> _Supplied text_:
────────
Those who come to Ohio often head straight to Cleveland, Cincinnati, or Columbus, missing out on all the small-town fun that makes Ohio the great state that it is.
In fact, much of Ohio is comprised of small towns, so even driving through the state, you’re bound to see a few.
From Amish Country to small towns with a New England vibe to unassuming towns hiding historical significance, there are so many different types of villages to choose from.
National parks host perfect spots for cycling, kayaking, fishing, hiking, and exploring while the towns themselves are often treasure troves filled with boutique shops, museums, Victorian-era architecture, and friendly locals who don’t mind spilling their hometown’s hidden secrets.
As a fun fact, seven of the U.S. presidents and many famous inventors like Thomas Edison come from Ohio, mostly from small towns themselves.
When you’re passing through for a visit, it’s very possible that you’re in the birthplace of a notable figure who once walked the same street or ate at the same restaurant right before he or she made history!
Though we recommend that you hop behind the wheel of a car and stop at wherever looks interesting, here is our list of the best small towns to visit in Ohio:
Marietta is a small town nestled at the point where the Ohio and Muskingum rivers join, where visitors can enjoy historical sites, adventuring through nature trails, and enjoying the antique atmosphere.
Marietta is the oldest settlement in the Northwest Territory, and its rich history can be found within the exhibits at the Campus Martius Museum, the Ohio River Museum, the Basilica, and The Castle, a Gothic Revival style home.
There is also a performing arts hub called the Peoples Banks Theatre that screens movies both new and old as well as live entertainment events.
Marietta has an old-time feel with plenty of activities to do around its small parameters.
With a name like Charm, this small town works hard to live up to its namesake reputation.
Charm, Ohio is in the heart of Amish Country and takes pride in its slow-paced lifestyle, friendly locals, and unique venues.
Visitors can try all types of candy at the Charm Sweet Shoppe, visit the Keim Limber Company, fabric stores, and many more high-quality custom shops.
Eat at one of the handful of home-cooked restaurants and watch the locals drive around town in their traditional Amish buggies and carriages.
To stay overnight, head to Mrs. Miller’s Cabin, a beautiful homestay that accommodates up to ten people.
────────
> _Problems to work on_:
- A) According to the article on Ohio small towns, why might a visitor passing through one of these towns be standing in the birthplace of a notable figure? Answer in one to three sentences.
- B) Translate this sentence from the article on Ohio small towns into Spanish: "With a name like Charm, this small town works hard to live up to its namesake reputation."
- C) Write the next part of the article on Ohio small towns, picking up after its final sentence.
────────
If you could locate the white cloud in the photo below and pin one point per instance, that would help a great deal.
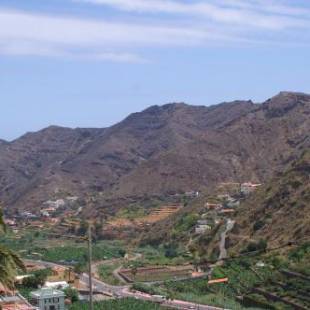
(224, 22)
(24, 33)
(256, 13)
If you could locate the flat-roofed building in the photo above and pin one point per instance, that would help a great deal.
(48, 299)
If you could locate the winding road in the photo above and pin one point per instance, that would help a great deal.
(124, 291)
(223, 252)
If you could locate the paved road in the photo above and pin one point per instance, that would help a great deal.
(223, 252)
(124, 291)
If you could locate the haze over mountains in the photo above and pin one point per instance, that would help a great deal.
(161, 150)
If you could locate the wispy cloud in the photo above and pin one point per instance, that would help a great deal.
(257, 13)
(203, 23)
(24, 33)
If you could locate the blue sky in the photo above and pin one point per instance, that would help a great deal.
(89, 63)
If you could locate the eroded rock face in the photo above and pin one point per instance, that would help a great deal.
(164, 149)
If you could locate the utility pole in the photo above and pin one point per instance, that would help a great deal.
(90, 277)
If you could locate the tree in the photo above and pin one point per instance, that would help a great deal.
(9, 261)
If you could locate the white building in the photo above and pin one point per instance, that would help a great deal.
(48, 299)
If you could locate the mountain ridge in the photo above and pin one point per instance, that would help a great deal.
(161, 150)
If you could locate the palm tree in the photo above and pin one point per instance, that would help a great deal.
(9, 261)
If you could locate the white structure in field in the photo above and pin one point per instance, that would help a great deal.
(48, 299)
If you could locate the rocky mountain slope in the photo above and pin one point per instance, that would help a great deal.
(279, 211)
(162, 150)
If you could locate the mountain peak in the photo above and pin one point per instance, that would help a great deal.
(284, 102)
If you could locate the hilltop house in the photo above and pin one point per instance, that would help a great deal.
(202, 226)
(247, 188)
(213, 206)
(48, 299)
(15, 302)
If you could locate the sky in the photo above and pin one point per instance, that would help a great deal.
(90, 63)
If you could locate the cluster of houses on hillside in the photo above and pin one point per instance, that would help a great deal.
(50, 212)
(225, 205)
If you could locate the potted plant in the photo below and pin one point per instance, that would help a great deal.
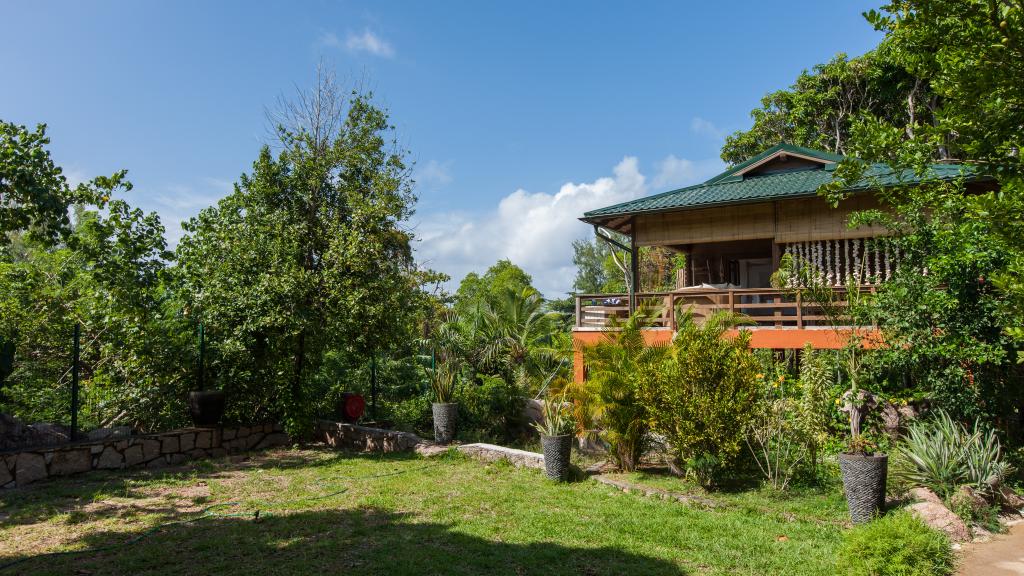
(556, 438)
(442, 382)
(206, 406)
(864, 470)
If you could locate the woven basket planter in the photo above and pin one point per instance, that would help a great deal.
(864, 484)
(557, 450)
(444, 419)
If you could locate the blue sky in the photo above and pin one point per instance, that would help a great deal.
(519, 115)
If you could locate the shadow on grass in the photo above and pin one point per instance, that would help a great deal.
(357, 541)
(42, 500)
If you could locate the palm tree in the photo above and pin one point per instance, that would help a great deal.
(518, 336)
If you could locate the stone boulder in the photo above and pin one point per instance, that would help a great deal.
(71, 461)
(969, 497)
(1011, 498)
(30, 467)
(925, 495)
(938, 517)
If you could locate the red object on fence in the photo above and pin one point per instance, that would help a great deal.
(352, 407)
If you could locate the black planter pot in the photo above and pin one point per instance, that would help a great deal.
(557, 450)
(444, 419)
(864, 484)
(207, 407)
────────
> _Written responses_:
- A) Seven U.S. presidents and many famous inventors, such as Thomas Edison, come from Ohio, and most of them come from small towns. A visitor could therefore be walking the same street or eating at the same restaurant as someone who later made history.

- B) Con un nombre como Charm, este pequeño pueblo se esfuerza por estar a la altura de la reputación que le da su nombre.

- C)
Of course, each bed has a homemade quilt to snuggle under after a full day of exploring.
Travelers who love to be lured to new destinations by their taste buds should head to Hudson, a small town with big meals featured on its restaurant menus.
Hudson also has over one thousand acres of parkland, meaning that activities like fishing, kayaking, hiking, team sports, cycling, and more are all within a few steps of wherever you stay in this exciting town.
Its best to visit during a holiday, when local festivals and events bring the town to life.
Or, visit in Autumn, when the town hosts a Search for Bigfoot event.
4. Chagrin Falls
If peace and relaxation is what you’re after, Chagrin Falls is where you’ll find it.
This small-town hosts nature excursions, winery tours, horseback riding through bushlands, and more.
It is clean, easy to navigate, and offers a plethora of shopping and dining options.
The town itself focuses on maintaining a thriving community spirit that puts on frequent cultural events and live performances.
Chagrin Falls, Ohio is named after its beautiful waterfall that flows all-year-around.
It is easily accessible and you can even stop for some handmade ice cream, popcorn, or other delicious snacks nearby.
Granville’s tagline reads, “New England Charm in the Heart of Ohio,” – and with stunning New-England style architecture, well-maintained parks, and locally-owned businesses, it’s easy to see why.
The town is surrounded by rolling hills, farms, parks, and other natural sites.
Some must see sites include the park of Alligator Mound, the Bryn Du Mansion, the Buxton and Grandville Inns, the Denison Museum, the Robbins Hunter Museum, and the peaceful Dawes Arboretum.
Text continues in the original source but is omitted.